- TASK REQUIREMENTS: Begin at the line that has "QA review pass — verify and re-annotate the curb" and stop after the line that has "xmin=531 ymin=183 xmax=640 ymax=190". Can you reproduce those lines of the records in full, requests included, scaling each answer's box coordinates by 0.9 and rounding to whole numbers (halves up), while leaving the numbers in the requests and their format samples unchanged?

-- START DATA FOR THIS EXERCISE --

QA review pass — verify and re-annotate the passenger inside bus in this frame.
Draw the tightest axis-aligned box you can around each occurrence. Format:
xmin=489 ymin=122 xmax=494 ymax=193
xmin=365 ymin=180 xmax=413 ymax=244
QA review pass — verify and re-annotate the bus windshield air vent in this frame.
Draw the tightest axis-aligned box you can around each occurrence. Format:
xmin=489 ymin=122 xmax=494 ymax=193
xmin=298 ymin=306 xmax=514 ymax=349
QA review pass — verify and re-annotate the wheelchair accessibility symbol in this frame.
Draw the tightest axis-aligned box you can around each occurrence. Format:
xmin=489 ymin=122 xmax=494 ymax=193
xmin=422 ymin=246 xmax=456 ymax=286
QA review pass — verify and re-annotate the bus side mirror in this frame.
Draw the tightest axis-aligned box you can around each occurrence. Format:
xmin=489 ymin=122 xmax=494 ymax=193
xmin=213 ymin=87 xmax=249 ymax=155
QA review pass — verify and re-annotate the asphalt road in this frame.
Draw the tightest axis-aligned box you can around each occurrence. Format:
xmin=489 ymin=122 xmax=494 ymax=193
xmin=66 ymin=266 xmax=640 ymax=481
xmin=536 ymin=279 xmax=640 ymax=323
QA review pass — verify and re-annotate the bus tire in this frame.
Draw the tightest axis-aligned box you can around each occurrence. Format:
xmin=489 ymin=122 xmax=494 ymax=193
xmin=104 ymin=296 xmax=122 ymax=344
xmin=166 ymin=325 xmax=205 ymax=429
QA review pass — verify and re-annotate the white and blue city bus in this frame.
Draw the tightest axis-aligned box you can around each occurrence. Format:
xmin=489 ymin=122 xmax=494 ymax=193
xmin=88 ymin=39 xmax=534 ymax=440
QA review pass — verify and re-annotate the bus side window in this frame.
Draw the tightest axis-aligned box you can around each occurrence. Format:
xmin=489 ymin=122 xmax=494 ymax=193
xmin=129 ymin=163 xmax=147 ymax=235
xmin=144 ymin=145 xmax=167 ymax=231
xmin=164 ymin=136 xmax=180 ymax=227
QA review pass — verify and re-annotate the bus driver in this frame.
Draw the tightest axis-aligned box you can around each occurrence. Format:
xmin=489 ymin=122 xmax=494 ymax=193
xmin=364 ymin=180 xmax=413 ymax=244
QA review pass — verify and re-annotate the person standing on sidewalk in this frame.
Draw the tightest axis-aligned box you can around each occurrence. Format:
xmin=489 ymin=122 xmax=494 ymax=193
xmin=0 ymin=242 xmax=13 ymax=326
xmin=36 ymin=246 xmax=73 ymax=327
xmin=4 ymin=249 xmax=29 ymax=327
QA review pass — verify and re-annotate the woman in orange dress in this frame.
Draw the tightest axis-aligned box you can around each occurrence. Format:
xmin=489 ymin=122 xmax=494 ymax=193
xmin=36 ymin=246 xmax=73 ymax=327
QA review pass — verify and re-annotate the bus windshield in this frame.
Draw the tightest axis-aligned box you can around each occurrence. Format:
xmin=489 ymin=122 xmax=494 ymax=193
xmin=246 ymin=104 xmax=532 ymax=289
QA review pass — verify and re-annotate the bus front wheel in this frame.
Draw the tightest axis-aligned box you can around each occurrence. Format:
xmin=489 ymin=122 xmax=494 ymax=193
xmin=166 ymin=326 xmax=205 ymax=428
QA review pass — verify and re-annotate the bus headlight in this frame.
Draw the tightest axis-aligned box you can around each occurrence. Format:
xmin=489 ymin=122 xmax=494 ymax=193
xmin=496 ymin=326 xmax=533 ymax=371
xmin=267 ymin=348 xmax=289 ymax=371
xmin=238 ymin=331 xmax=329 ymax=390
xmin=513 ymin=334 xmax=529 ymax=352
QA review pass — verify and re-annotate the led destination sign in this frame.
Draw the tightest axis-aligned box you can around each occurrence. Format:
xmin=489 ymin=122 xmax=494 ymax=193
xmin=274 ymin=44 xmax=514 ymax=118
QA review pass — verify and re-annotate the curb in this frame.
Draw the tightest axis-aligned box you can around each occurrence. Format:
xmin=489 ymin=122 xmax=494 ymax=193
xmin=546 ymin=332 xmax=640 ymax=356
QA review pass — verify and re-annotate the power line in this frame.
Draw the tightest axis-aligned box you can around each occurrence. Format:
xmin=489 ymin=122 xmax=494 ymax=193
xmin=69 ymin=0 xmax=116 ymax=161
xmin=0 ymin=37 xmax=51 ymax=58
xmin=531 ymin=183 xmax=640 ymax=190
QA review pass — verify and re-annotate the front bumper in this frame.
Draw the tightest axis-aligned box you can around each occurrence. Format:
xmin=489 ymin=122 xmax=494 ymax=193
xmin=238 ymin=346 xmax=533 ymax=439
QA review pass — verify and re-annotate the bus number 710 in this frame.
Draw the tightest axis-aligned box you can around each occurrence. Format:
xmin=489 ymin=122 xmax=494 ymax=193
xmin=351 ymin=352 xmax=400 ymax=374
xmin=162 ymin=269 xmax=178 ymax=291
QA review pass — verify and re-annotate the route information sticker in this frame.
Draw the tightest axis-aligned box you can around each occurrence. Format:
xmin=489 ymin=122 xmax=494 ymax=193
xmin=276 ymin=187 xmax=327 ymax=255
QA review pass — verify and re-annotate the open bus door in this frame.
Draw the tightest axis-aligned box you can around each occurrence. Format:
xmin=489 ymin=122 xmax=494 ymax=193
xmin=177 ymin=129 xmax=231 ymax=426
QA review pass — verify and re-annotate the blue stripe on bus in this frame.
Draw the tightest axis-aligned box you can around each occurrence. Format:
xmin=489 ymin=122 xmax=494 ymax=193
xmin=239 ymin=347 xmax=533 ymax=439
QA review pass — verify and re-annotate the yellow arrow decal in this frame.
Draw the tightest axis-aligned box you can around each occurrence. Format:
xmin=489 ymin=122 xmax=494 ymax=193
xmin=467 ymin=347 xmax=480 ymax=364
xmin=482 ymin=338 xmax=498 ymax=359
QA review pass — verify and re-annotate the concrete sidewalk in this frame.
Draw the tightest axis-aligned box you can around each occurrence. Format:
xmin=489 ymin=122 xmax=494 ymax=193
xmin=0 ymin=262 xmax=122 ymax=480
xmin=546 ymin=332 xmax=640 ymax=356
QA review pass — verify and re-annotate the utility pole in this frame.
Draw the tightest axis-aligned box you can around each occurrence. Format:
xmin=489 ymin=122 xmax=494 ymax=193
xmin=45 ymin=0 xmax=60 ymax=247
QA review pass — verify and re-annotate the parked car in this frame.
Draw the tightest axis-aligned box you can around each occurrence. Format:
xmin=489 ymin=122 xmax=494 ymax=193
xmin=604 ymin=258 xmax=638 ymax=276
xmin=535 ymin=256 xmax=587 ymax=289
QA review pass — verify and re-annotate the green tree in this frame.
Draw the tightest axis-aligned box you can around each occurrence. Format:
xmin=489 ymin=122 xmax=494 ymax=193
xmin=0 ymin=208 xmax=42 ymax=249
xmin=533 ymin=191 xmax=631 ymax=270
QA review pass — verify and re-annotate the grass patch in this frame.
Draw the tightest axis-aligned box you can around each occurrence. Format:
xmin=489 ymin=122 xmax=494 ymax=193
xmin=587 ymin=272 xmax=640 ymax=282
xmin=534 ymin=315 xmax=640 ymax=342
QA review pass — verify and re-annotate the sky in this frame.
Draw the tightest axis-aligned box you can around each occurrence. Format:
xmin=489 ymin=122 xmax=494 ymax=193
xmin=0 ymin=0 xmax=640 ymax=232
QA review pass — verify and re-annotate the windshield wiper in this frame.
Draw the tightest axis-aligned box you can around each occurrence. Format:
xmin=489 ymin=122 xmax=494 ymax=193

-- END DATA FOR THIS EXERCISE --

- EXERCISE RESULT:
QA review pass — verify and re-annotate the curb in this frame.
Draw the tightest axis-aligned box you can around each occurrence. Format:
xmin=489 ymin=122 xmax=494 ymax=193
xmin=491 ymin=299 xmax=576 ymax=320
QA review pass — verify and re-annotate the power line in this frame.
Draw the tightest axis-aligned box you can around each occurrence. Format:
xmin=489 ymin=122 xmax=494 ymax=193
xmin=62 ymin=0 xmax=104 ymax=145
xmin=0 ymin=33 xmax=46 ymax=52
xmin=478 ymin=165 xmax=576 ymax=171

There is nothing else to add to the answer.